__Task description__
Switch "car window" to "side mirror" in the lines of data starting with the line that contains "car window ->" and going on through the end of the data. Give back only those lines, with everything else unchanged.

....

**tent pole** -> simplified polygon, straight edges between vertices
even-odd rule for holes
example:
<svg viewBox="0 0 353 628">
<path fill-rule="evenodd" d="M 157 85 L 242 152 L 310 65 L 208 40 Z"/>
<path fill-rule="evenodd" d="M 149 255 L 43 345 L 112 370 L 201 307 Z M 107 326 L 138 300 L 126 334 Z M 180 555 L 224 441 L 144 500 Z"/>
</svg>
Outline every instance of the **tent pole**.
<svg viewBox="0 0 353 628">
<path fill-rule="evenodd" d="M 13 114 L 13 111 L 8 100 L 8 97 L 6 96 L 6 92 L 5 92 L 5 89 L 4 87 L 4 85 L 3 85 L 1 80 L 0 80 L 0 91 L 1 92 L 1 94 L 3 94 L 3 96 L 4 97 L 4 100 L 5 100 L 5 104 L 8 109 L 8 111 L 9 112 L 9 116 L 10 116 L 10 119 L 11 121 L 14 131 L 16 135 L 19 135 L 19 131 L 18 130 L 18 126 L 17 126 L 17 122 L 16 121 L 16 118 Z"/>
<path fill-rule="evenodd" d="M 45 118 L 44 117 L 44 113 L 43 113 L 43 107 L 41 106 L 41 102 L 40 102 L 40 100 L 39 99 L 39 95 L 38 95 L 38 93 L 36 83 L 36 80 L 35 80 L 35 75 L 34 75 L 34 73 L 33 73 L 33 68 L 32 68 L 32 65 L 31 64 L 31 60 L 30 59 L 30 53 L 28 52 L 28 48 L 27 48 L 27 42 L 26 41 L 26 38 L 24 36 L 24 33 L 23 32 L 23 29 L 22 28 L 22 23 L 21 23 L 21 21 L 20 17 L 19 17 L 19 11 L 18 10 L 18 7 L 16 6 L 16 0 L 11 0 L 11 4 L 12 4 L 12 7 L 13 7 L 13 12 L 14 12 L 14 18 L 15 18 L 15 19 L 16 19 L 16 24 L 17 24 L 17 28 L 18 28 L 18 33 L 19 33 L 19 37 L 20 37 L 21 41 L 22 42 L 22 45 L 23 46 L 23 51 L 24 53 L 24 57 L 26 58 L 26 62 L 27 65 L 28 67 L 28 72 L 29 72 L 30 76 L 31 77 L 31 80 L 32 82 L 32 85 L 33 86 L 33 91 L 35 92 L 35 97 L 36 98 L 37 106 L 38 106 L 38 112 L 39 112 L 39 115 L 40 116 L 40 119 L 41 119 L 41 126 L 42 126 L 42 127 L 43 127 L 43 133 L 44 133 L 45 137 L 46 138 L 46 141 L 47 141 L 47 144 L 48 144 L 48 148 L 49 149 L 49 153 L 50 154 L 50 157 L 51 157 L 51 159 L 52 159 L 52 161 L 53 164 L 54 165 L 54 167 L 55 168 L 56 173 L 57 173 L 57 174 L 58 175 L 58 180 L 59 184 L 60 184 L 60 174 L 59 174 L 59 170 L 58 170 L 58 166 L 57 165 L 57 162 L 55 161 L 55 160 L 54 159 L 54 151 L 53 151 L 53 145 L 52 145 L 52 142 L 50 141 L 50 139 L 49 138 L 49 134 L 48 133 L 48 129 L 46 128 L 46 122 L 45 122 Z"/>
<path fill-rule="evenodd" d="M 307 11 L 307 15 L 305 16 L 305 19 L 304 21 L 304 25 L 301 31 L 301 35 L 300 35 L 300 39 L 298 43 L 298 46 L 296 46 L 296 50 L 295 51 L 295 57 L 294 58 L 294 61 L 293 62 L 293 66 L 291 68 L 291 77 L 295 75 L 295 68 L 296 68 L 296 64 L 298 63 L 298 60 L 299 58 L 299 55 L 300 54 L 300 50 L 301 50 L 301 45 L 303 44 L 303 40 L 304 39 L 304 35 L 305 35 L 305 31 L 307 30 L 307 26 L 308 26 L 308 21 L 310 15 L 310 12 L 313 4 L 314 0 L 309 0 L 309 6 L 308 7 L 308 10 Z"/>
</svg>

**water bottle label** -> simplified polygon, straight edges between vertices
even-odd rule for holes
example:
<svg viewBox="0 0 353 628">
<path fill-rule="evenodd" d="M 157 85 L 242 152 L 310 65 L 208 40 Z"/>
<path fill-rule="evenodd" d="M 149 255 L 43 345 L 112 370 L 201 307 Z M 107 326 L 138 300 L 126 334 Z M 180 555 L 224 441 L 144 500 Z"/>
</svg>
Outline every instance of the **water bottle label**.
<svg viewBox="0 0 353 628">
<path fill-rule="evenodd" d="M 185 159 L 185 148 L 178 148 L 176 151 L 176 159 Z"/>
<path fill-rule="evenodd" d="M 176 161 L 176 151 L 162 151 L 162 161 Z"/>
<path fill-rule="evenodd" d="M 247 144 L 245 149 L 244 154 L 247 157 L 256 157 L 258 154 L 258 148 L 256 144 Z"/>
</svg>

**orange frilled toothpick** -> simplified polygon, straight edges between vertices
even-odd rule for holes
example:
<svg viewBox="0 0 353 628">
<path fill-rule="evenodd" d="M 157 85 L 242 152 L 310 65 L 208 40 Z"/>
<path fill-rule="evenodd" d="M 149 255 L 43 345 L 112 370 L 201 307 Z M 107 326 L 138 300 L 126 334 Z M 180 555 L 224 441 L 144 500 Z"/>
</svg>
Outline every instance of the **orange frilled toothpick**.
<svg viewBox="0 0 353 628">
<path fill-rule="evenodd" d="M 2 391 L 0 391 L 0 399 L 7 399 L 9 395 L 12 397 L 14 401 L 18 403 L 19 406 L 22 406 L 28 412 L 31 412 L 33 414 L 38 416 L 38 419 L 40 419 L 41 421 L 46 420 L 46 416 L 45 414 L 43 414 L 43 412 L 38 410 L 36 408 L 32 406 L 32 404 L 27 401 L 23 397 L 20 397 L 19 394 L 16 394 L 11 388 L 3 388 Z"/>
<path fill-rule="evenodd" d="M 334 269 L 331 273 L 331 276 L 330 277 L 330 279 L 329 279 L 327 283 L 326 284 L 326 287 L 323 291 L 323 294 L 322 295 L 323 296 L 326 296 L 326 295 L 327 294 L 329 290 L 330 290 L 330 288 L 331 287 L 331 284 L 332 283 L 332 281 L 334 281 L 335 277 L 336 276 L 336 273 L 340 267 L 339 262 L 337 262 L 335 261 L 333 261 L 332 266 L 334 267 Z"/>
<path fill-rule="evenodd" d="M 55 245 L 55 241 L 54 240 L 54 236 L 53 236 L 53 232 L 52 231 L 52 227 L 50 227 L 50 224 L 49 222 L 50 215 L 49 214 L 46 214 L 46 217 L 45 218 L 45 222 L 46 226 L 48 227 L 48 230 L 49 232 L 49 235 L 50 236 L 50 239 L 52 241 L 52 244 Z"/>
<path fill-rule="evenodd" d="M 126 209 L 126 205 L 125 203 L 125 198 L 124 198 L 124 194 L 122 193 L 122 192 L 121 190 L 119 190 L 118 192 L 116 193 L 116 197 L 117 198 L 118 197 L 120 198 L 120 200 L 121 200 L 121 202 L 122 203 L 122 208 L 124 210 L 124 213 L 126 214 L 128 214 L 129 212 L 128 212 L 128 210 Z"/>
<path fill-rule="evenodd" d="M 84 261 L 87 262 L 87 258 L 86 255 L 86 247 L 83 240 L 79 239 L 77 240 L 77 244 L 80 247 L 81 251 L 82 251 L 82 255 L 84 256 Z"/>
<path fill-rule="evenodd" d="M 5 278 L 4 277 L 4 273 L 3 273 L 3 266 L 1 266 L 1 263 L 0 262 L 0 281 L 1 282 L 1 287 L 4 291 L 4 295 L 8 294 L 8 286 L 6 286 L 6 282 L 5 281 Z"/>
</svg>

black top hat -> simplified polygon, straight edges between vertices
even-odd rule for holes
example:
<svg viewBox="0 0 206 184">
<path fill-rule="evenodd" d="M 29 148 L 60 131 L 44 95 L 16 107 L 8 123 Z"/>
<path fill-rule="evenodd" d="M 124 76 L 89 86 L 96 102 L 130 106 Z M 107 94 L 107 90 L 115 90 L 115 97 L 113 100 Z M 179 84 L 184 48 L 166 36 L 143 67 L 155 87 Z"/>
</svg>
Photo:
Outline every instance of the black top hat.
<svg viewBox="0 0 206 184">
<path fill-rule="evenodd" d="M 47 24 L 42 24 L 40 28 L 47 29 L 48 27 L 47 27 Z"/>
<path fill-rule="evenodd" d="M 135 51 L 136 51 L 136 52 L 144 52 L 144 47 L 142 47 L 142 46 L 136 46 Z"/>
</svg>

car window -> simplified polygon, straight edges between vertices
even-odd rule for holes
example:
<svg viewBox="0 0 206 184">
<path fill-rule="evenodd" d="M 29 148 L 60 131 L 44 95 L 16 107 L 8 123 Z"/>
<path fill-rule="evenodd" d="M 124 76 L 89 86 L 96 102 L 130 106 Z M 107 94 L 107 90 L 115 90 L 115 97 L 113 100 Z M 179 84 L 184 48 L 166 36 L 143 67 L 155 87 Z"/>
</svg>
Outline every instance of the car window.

....

__Correct answer__
side mirror -> simplified polygon, straight edges between vertices
even-odd rule for holes
example:
<svg viewBox="0 0 206 184">
<path fill-rule="evenodd" d="M 29 148 L 60 131 L 44 95 L 16 107 L 8 123 Z"/>
<path fill-rule="evenodd" d="M 124 76 L 89 86 L 96 102 L 130 106 Z M 107 94 L 107 90 L 115 90 L 115 97 L 113 100 Z M 179 84 L 184 48 L 166 36 L 143 67 L 155 87 Z"/>
</svg>
Outline every instance of the side mirror.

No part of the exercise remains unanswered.